[Datos de anotación por puntos]
┄┄┄┄┄┄┄┄┄┄

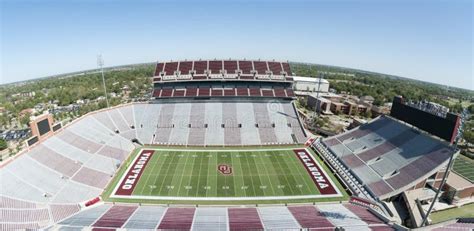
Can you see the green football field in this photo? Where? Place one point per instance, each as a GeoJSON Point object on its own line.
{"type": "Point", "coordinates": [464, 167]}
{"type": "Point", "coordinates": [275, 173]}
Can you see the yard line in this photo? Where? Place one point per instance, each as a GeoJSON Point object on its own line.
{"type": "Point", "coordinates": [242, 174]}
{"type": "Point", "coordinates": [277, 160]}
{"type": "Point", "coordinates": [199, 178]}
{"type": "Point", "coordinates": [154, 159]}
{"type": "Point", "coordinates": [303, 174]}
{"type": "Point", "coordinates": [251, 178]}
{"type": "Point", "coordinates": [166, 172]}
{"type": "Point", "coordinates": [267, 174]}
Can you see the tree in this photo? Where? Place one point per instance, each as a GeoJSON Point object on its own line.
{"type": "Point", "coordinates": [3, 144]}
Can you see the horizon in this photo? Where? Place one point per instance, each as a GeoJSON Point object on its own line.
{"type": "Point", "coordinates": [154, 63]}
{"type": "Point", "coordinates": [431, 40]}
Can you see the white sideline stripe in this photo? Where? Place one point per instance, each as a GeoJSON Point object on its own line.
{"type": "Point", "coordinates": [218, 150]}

┄┄┄┄┄┄┄┄┄┄

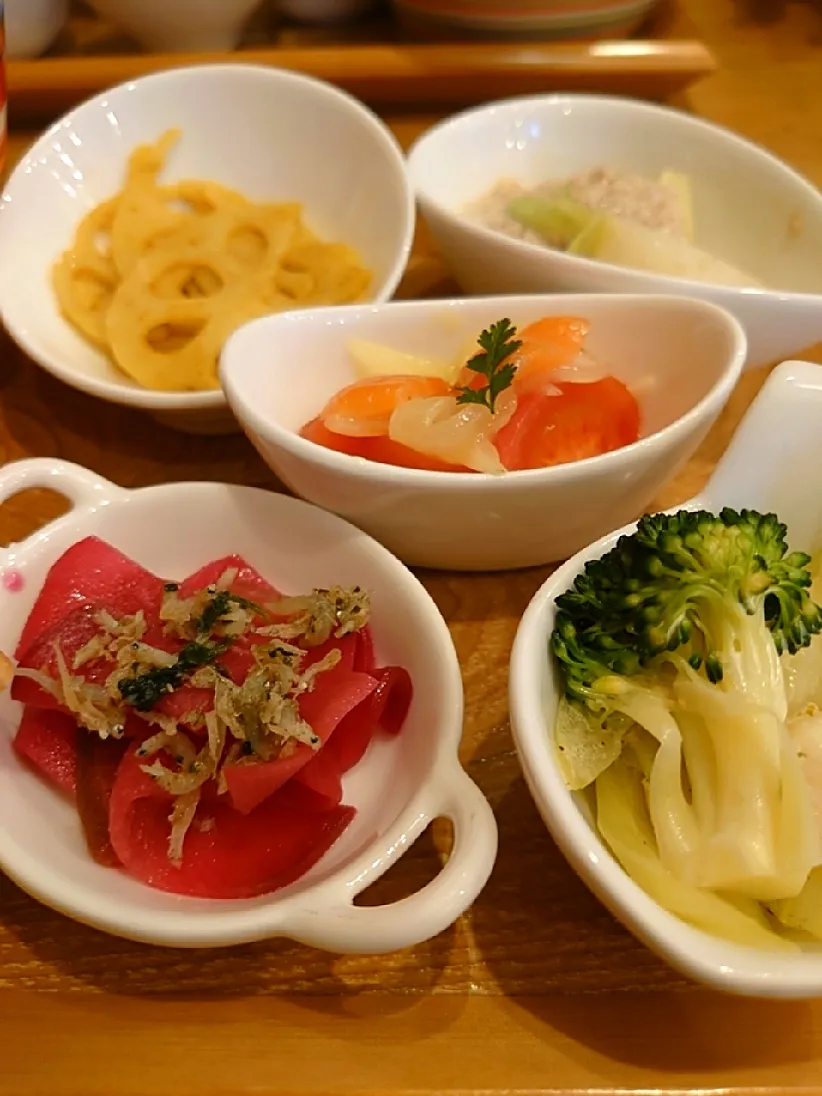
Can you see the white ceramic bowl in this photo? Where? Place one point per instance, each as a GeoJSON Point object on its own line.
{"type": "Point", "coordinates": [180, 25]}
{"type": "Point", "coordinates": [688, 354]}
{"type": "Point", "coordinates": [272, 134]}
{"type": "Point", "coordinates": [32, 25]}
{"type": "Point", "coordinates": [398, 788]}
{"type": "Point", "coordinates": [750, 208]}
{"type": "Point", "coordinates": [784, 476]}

┄┄┄┄┄┄┄┄┄┄

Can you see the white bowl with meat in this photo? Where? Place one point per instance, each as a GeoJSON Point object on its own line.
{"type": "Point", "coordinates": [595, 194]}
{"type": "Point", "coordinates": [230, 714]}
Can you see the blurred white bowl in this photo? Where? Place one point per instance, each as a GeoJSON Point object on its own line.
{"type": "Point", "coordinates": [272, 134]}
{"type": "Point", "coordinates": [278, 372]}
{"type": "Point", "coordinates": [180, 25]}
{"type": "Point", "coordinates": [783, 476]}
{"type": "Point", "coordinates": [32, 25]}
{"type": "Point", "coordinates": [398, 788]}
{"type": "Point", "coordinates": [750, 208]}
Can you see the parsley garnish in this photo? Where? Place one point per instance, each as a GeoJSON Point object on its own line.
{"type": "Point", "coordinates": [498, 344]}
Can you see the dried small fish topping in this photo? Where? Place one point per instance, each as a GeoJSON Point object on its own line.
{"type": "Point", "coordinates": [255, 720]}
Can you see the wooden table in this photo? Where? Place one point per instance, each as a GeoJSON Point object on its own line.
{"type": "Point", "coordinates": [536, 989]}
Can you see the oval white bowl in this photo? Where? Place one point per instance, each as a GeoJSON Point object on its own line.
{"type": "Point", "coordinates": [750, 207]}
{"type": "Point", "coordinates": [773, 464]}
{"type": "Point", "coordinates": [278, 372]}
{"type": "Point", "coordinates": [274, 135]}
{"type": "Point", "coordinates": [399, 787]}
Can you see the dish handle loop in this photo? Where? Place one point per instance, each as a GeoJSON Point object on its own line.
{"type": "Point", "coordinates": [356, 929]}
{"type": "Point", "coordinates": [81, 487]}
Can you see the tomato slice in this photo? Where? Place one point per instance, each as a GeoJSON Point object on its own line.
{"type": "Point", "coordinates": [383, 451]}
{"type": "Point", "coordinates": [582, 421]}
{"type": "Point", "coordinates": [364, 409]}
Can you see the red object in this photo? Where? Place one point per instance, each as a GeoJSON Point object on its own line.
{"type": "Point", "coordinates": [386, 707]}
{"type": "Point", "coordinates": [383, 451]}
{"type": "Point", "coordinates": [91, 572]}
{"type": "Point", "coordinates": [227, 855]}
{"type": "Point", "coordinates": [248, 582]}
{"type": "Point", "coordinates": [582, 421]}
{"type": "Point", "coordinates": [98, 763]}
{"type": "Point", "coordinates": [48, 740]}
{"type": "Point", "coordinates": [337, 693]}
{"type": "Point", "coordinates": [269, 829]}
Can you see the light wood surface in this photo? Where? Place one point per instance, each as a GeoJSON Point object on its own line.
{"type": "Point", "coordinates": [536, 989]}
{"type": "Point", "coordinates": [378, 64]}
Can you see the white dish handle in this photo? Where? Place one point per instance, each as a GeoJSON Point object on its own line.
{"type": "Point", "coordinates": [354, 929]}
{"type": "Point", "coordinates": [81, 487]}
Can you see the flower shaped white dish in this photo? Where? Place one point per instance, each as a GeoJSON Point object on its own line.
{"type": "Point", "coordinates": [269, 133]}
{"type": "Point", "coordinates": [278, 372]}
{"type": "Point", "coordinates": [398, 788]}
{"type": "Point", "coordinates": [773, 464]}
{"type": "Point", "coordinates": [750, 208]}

┄┄┄┄┄┄┄┄┄┄

LO QUE SE PIDE:
Busca en los registros todas las líneas que contengan la palabra "dish" y cópialas. Las mayúsculas y minúsculas cuentan.

RESULTADO DEL EJERCICIO:
Can you see the dish handle loop in this photo? Where? Place one point per instance, each as a GeoJSON Point object on its own line.
Can you see the white dish handle in this photo? Where? Place one point per instance, each as a GeoJSON Point object on its own line.
Can you see the flower shaped white dish in this photo? Where? Place one point per instance, each as a GeoJSON Point object on its own line.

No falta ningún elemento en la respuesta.